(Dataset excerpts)
================================

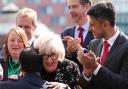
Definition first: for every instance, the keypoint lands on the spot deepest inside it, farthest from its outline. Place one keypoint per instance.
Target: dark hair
(85, 2)
(103, 11)
(30, 60)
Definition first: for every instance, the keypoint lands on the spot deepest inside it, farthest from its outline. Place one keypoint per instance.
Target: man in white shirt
(113, 72)
(27, 19)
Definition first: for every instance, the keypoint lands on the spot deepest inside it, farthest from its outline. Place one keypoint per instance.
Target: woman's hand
(57, 85)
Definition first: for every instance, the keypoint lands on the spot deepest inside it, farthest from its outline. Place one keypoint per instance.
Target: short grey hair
(50, 40)
(29, 13)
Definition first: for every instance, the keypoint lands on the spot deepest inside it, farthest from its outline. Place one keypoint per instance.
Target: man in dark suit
(31, 66)
(77, 10)
(112, 73)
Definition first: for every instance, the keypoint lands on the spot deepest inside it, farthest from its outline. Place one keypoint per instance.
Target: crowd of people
(91, 54)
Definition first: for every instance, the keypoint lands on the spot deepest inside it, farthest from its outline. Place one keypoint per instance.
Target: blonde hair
(50, 41)
(28, 12)
(21, 34)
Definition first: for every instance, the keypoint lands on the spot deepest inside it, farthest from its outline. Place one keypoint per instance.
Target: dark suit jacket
(71, 32)
(30, 81)
(114, 72)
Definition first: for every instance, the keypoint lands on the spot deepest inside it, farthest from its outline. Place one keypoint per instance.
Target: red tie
(81, 34)
(105, 52)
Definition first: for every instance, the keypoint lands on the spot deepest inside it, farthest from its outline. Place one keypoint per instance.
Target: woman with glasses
(16, 41)
(56, 67)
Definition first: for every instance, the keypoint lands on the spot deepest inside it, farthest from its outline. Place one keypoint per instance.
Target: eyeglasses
(53, 56)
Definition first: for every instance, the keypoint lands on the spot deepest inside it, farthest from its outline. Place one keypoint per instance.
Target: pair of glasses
(53, 56)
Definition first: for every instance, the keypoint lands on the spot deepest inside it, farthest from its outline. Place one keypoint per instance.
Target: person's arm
(1, 72)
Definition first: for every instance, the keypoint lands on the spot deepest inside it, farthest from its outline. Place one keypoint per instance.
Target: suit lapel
(87, 39)
(115, 48)
(72, 31)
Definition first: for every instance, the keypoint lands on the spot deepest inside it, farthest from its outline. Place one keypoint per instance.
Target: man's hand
(88, 61)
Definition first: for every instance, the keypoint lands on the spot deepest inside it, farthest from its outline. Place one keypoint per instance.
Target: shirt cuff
(97, 70)
(87, 79)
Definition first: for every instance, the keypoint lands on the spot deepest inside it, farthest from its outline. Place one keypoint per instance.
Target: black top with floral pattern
(67, 72)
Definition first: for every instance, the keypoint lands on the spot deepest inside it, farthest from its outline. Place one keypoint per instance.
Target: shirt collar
(85, 26)
(114, 37)
(31, 40)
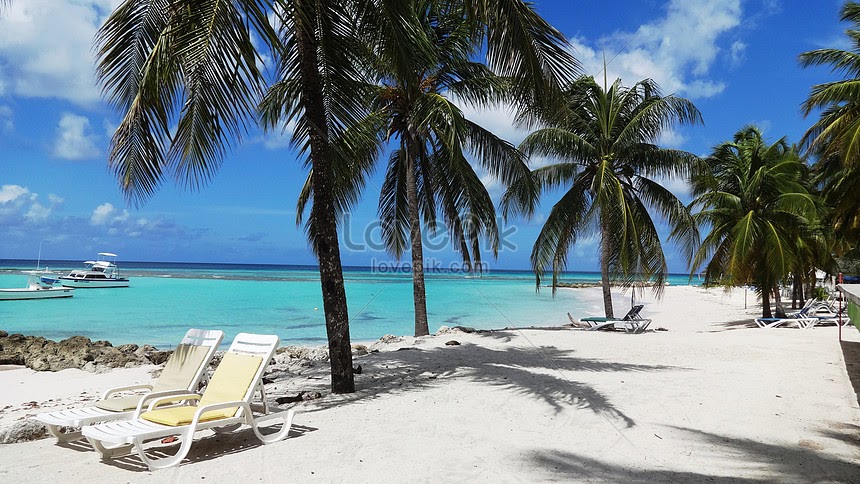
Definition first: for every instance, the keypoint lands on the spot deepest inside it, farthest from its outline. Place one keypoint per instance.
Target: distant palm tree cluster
(357, 78)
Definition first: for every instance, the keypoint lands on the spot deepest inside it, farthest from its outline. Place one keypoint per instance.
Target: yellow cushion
(230, 382)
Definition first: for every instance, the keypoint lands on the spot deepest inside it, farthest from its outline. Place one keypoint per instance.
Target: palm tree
(752, 198)
(605, 139)
(422, 76)
(837, 131)
(835, 138)
(184, 76)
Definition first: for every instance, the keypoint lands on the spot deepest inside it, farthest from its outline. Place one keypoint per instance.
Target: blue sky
(735, 59)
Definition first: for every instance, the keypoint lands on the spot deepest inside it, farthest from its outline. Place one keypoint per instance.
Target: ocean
(165, 299)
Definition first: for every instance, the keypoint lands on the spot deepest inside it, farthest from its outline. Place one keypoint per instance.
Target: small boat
(35, 289)
(98, 273)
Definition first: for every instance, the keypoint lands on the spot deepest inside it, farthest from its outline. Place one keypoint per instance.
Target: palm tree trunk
(604, 272)
(328, 250)
(777, 299)
(765, 303)
(418, 293)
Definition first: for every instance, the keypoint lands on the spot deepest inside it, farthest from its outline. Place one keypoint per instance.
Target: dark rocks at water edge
(79, 352)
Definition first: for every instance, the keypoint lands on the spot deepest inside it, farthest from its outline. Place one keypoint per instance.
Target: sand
(711, 399)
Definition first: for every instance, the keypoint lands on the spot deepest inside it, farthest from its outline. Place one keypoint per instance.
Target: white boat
(35, 289)
(98, 273)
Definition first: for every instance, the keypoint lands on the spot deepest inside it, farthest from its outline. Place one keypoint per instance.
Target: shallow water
(164, 300)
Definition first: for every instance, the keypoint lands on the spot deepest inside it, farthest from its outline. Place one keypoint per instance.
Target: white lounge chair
(183, 372)
(225, 403)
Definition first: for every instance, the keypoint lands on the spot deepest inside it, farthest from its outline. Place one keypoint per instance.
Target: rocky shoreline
(41, 354)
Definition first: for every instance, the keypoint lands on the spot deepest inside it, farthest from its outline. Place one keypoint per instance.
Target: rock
(23, 431)
(79, 352)
(390, 338)
(316, 353)
(128, 348)
(297, 398)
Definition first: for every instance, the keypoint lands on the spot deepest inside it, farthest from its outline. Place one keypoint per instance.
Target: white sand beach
(710, 399)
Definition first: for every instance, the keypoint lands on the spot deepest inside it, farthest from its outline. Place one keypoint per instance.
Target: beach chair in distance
(591, 324)
(183, 372)
(802, 321)
(632, 322)
(227, 402)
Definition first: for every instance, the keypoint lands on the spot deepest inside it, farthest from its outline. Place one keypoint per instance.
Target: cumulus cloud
(7, 123)
(677, 50)
(107, 214)
(12, 193)
(19, 205)
(75, 140)
(59, 65)
(37, 212)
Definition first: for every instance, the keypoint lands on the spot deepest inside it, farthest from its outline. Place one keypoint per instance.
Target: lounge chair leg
(286, 417)
(108, 453)
(154, 464)
(61, 436)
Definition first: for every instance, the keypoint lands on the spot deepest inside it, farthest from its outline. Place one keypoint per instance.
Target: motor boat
(35, 289)
(98, 273)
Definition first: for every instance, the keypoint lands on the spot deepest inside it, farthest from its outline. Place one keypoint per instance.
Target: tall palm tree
(752, 198)
(184, 75)
(606, 141)
(835, 137)
(422, 76)
(837, 131)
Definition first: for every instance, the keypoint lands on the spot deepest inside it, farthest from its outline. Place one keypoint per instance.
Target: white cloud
(12, 193)
(18, 203)
(75, 140)
(738, 52)
(6, 118)
(45, 48)
(677, 51)
(37, 212)
(107, 214)
(669, 138)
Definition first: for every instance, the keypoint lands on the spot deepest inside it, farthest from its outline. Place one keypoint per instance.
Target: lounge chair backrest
(189, 361)
(633, 313)
(184, 369)
(237, 377)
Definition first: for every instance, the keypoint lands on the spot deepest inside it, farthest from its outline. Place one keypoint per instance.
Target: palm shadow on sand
(543, 373)
(736, 456)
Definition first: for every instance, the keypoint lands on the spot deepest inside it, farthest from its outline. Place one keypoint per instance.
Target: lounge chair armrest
(109, 392)
(218, 406)
(154, 400)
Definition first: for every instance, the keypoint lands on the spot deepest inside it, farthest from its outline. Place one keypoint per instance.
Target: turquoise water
(164, 300)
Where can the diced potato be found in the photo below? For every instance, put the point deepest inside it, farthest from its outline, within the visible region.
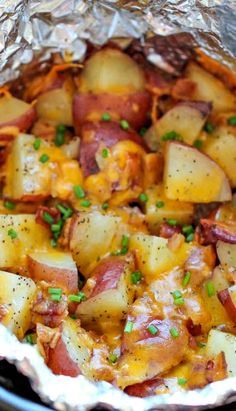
(112, 293)
(154, 256)
(28, 178)
(186, 119)
(210, 89)
(219, 341)
(16, 295)
(91, 237)
(30, 237)
(218, 314)
(221, 147)
(227, 254)
(181, 211)
(54, 267)
(190, 175)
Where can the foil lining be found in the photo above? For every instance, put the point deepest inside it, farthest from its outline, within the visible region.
(41, 27)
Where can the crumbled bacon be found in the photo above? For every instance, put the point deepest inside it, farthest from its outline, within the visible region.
(50, 210)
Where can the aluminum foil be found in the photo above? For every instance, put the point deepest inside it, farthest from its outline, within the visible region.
(40, 28)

================================

◆ What is expected
With the line containing "Where can the foil" as the first and the last line of the data as the final one, copy every line between them exactly, those two included.

◆ Finished exercise
Where can the foil lining be found in the photo above? For every instance, put the point deepest inside it, farthest from its outline, within the visible region.
(41, 27)
Where can the crumbled bacon be found in the photo above? For every instance, put the point deepest inside it, farthest from its outline, within the visible region.
(50, 210)
Where can the aluminum foil be found in the photo above? For every instance, put the point deepest inside it, farthest from its outline, within the visible region.
(40, 28)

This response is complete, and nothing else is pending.